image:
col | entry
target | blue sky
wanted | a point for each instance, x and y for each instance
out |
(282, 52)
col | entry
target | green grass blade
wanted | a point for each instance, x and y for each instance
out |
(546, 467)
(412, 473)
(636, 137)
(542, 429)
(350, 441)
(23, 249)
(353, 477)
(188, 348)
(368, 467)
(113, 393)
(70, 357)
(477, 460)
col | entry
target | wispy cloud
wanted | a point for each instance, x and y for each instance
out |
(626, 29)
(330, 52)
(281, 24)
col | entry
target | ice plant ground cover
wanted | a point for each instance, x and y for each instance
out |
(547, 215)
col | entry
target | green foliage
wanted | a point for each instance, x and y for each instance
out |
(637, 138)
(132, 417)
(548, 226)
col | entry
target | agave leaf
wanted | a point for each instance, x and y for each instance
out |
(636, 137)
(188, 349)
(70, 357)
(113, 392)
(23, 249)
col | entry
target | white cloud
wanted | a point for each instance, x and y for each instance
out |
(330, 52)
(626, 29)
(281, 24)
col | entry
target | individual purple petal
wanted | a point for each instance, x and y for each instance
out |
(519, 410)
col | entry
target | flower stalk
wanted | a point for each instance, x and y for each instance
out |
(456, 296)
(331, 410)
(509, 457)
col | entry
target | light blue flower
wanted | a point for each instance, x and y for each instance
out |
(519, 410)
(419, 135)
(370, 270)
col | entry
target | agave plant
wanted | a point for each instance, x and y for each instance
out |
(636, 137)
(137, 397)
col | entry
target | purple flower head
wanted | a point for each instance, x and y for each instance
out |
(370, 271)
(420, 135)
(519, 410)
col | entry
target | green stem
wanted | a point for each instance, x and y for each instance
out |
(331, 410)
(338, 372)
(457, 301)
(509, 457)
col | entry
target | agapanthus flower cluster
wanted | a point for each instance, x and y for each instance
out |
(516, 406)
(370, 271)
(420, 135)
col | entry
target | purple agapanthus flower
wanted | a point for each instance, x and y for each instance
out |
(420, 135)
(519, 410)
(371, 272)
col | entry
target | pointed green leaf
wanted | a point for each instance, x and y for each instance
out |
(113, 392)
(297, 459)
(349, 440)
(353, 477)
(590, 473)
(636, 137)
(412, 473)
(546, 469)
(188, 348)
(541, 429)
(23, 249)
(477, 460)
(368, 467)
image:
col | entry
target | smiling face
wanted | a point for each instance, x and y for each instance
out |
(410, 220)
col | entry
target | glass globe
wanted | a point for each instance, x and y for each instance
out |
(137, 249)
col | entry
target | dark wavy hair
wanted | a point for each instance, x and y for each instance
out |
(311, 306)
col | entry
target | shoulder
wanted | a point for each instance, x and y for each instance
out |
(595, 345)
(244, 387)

^^^^^^^^

What you will do - In this exercise, copy only the lines from the opening line of the material through the line where "target | green stem" appears.

Written answer -
image:
col | entry
target | blue sky
wanted | a point for each instance, x and y for each instance
out |
(282, 52)
col | entry
target | green grass blade
wanted | a point for each instance, x and y for each instance
out |
(546, 467)
(412, 473)
(636, 137)
(542, 429)
(350, 441)
(23, 249)
(353, 477)
(188, 348)
(368, 467)
(113, 393)
(70, 357)
(477, 460)
col | entry
target | wispy cloud
wanted | a point for each instance, x and y for each instance
out |
(626, 29)
(330, 52)
(281, 24)
col | entry
target | ice plant ground cover
wanted | a point for each instance, x and y for each instance
out |
(547, 215)
col | entry
target | green foliage
wanted | a point for each instance, x and y for each instance
out |
(637, 138)
(132, 417)
(548, 226)
col | entry
target | agave leaf
wanted | a point for each instance, x and y for each instance
out |
(636, 137)
(188, 349)
(70, 357)
(113, 392)
(23, 249)
col | entry
target | white cloud
wanted | a point for each instance, x and y for each instance
out |
(330, 52)
(626, 29)
(281, 24)
col | entry
target | individual purple petal
wanted | a point for each instance, x and y for each instance
out |
(519, 410)
col | entry
target | flower stalk
wanted | a point for each instance, x and y for each instance
out |
(456, 296)
(331, 410)
(509, 457)
col | entry
target | light blue flower
wanted | a point for each instance, x and y for each instance
out |
(519, 410)
(419, 135)
(370, 270)
col | entry
target | agave plant
wanted | a point for each instance, x and y for each instance
out |
(636, 137)
(137, 397)
col | entry
target | purple flower head
wanted | a point for each instance, x and y for each instance
out |
(370, 271)
(420, 135)
(519, 410)
col | entry
target | green stem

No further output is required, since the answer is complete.